-- BEGIN --
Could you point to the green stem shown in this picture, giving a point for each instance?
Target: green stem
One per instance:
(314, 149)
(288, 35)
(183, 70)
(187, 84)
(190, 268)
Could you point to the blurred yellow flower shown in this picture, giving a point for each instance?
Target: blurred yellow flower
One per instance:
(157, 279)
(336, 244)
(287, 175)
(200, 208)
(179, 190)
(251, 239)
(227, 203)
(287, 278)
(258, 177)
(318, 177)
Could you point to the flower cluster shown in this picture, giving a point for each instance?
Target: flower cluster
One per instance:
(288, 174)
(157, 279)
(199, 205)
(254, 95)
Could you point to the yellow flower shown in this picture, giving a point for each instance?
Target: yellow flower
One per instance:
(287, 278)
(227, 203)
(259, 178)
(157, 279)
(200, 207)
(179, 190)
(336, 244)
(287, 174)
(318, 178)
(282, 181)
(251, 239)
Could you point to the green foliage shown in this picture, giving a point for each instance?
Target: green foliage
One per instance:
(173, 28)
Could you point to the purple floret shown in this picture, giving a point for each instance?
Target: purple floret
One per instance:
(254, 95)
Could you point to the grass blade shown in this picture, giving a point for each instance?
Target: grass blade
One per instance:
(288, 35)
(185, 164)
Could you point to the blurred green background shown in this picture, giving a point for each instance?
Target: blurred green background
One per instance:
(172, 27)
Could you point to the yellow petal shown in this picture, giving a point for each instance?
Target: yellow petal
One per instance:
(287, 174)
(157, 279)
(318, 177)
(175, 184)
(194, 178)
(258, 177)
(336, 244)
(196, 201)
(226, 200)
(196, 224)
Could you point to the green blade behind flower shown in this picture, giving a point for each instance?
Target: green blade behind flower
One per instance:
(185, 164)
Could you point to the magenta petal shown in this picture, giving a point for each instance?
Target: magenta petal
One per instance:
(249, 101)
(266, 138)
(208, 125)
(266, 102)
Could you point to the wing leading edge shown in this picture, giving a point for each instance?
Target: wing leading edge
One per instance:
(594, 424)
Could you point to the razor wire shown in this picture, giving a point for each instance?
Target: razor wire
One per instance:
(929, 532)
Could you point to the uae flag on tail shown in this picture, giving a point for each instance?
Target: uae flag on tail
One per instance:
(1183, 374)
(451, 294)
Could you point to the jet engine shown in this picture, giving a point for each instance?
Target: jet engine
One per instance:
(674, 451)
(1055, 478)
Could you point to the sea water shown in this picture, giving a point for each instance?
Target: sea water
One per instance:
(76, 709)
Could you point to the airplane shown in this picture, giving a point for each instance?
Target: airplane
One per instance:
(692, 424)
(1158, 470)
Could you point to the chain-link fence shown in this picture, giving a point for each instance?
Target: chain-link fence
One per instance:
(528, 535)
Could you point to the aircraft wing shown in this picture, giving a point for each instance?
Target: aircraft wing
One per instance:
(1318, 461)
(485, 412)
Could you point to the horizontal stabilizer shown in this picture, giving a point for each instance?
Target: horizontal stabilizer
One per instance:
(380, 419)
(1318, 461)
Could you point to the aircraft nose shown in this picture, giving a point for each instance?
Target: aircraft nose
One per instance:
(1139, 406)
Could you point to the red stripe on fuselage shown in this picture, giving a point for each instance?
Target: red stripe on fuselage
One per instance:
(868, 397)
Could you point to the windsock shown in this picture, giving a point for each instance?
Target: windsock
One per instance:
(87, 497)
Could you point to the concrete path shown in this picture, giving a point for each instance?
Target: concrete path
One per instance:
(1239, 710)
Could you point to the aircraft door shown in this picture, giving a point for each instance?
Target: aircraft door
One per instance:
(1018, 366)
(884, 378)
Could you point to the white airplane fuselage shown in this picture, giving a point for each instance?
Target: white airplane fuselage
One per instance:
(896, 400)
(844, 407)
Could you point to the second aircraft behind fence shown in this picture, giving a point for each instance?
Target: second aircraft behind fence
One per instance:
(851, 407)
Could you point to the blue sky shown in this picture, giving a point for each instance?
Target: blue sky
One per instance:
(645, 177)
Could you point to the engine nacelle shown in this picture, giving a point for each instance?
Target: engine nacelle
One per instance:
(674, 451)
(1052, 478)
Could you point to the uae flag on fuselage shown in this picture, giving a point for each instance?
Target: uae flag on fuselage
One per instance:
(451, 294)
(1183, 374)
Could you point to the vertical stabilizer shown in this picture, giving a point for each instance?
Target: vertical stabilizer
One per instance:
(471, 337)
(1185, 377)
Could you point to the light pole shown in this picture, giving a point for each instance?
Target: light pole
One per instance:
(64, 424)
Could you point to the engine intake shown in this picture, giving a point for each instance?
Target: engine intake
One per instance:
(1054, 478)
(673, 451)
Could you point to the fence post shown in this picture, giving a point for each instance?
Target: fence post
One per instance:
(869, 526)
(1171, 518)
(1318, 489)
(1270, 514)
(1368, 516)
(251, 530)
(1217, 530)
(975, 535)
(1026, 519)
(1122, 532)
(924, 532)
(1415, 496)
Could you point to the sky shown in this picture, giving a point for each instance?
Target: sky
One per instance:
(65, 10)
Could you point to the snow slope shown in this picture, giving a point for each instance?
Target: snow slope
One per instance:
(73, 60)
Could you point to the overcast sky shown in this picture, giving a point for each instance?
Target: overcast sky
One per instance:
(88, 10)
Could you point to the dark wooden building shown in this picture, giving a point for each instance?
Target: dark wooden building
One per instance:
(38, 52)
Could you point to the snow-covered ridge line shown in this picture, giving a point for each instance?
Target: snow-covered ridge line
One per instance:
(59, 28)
-- END --
▶ What to produce
Can you render the whole listing above as a two-column CSV headed text and answer, with one row for each text-and-answer pair? Put each value in one quoted field and turn its line breaks into spaces.

▶ Finished answer
text,answer
"Could you point to the green stem shown in this picture, giving a point for each instance? Target: green stem One per instance:","(314, 149) (288, 35) (183, 70) (187, 84) (190, 268)"
"Could you point to the blurred yellow flower shown in this picture, giving a point for each instance? Target: blurred yellow flower One per instance:","(157, 279) (336, 244) (287, 175) (200, 208) (179, 190) (251, 239) (227, 203) (287, 278) (258, 177) (318, 177)"
"Could you point to the flower cluster shown in this picture, giving a point for each instance? Target: flower cluster One per instance:","(288, 174) (157, 279) (199, 205) (254, 95)"
"Could you point to the yellow flower shown in this picture, giving a point for each instance? Target: yellow flower One per instance:","(287, 278) (227, 203) (259, 178) (157, 279) (200, 207) (179, 190) (336, 244) (287, 174) (318, 178) (282, 181) (251, 239)"
"Could you point to the green foliage shown in this picture, giving a point for each instance? Target: green foliage One per instance:","(173, 28)"
"Could you point to the purple floret shown in this picture, giving a point for each instance? Target: purple floret One per instance:","(254, 95)"
"Could you point to the grass blade shown in this picture, giving a point for each instance? Target: grass blade One per instance:","(288, 35) (185, 164)"
"Could you point to the blurred green background shown in this picture, giving a point for each instance? Target: blurred green background One per instance:","(172, 27)"
"Could you point to the yellow petal shown in this picture, giving a point for each instance? Target: yellow petal One per instance:","(287, 174) (157, 279) (318, 177) (175, 184) (194, 178) (258, 177) (336, 244) (196, 201) (226, 200) (196, 224)"
"Could you point to the green blade behind flower shown in this picture, giving a point for each instance? Target: green blade behind flower One per instance:","(185, 164)"
"Could you point to the magenta petal shown in this picture, giving a point for each instance? Target: magenta petal One per instance:","(249, 101) (266, 138) (208, 125) (266, 102)"
"Could you point to the wing leading edge shown in this picture, giving a point for each instance? Target: wing leading edge One per instance:","(594, 424)"
"Could you point to the razor wire shown in this picture, giving a point for each instance? Target: razor wire One per instance:","(929, 532)"
"Could you point to the uae flag on tail shown in this picture, giving a point for each instance? Target: uae flag on tail One per instance:","(1183, 374) (451, 294)"
"Could you point to the jet engine shown in this picture, giving a point for each instance? Target: jet engine One per instance:","(674, 451) (1055, 478)"
"Could you point to the sea water shown in this picture, giving a point for each instance? Target: sea water One per instance:","(76, 709)"
"Could you point to the airplane shown in this picture, giving a point for each instance? Target: airplane One per instance:","(692, 424) (1158, 470)"
"Could you point to the chain-link fence shown in this picture, giving a point for each instance? Target: chain-link fence One per instance:","(528, 535)"
"Could you point to the aircraft wing shown in this picture, giving a point for each instance? Target: aircraft wing One per instance:","(1318, 461) (485, 412)"
"Could you point to the horizontal stabilizer shown in this picture, giving a point for each instance? Target: horizontal stabilizer One per instance:","(380, 419) (1318, 461)"
"Could you point to the aircraft nose shown in this picture, giving a point for each instance? Target: aircraft nose One per instance:","(1139, 406)"
"Could you point to the red stripe on fuselage shown in this picture, giving a point for each instance? Target: red stripe on fuselage One per instance:","(868, 397)"
"Could you point to the windsock shown in this picture, giving a point for each instance? Target: windsock One per instance:","(87, 497)"
"Could you point to the concrete path shown in this picture, giving a point for each instance? Target: concrete path One per instance:","(1239, 710)"
"Could you point to the aircraft door shown in this picture, giving a point for each instance? Target: aircraft door One per instance:","(1018, 366) (884, 378)"
"Could you point to the white airplane fuselage shown in this picture, giving a point for each instance? Target: white airplane fuselage One per instance:","(896, 400) (844, 407)"
"Could you point to the second aircraft behind fence shown in this picture, giving a point for each instance? Target: second aircraft behind fence One per instance:","(851, 407)"
"Could you point to the blue sky shown in this picture, giving a point for each instance? Target: blue sky One per instance:","(645, 177)"
"Could you point to the engine nacelle shown in this picture, giving a point for each instance? Target: engine nacelle One per instance:","(674, 451) (1052, 478)"
"Could you point to the uae flag on fuselage shown in this picture, giving a point for each instance? Target: uae flag on fuselage One per instance:","(451, 294) (1183, 374)"
"Could you point to the vertical stabilizer shown in this picture, giving a point for each instance? Target: vertical stabilizer One per instance:","(471, 337) (1185, 377)"
"Could you point to the light pole shown in this picture, giving a point for each instance? Target: light pole One per instance:","(64, 424)"
"Could you point to the engine intake shown in this picture, giving a point for each instance? Target: engine intake One per instance:","(1054, 478) (673, 451)"
"Could you point to the fence post shown in this picture, giving a point for each instance? Target: fence post One per instance:","(869, 526) (1171, 518) (1318, 489) (1270, 514) (1368, 516) (251, 530) (1217, 530) (975, 535) (1026, 519) (1122, 532) (924, 532) (1415, 496)"
"Could you point to the sky shown in this picture, giving a point for each instance? Target: sky One per instance:","(65, 10)"
"Could you point to the snow slope shown in this picture, giving a point for each instance? Target: snow slope One per instance:","(73, 60)"
"Could you point to the overcast sky shown in this picture, giving a point for each instance? Target: overcast sky One per instance:","(88, 10)"
"Could you point to the dark wooden building shown in this picture, giving a point for each instance? Target: dark wooden building One per instance:","(38, 52)"
"Could you point to the snow-covered ridge line shown in this picture, giving a point for each instance? Target: snow-covered ridge line One per instance:","(59, 28)"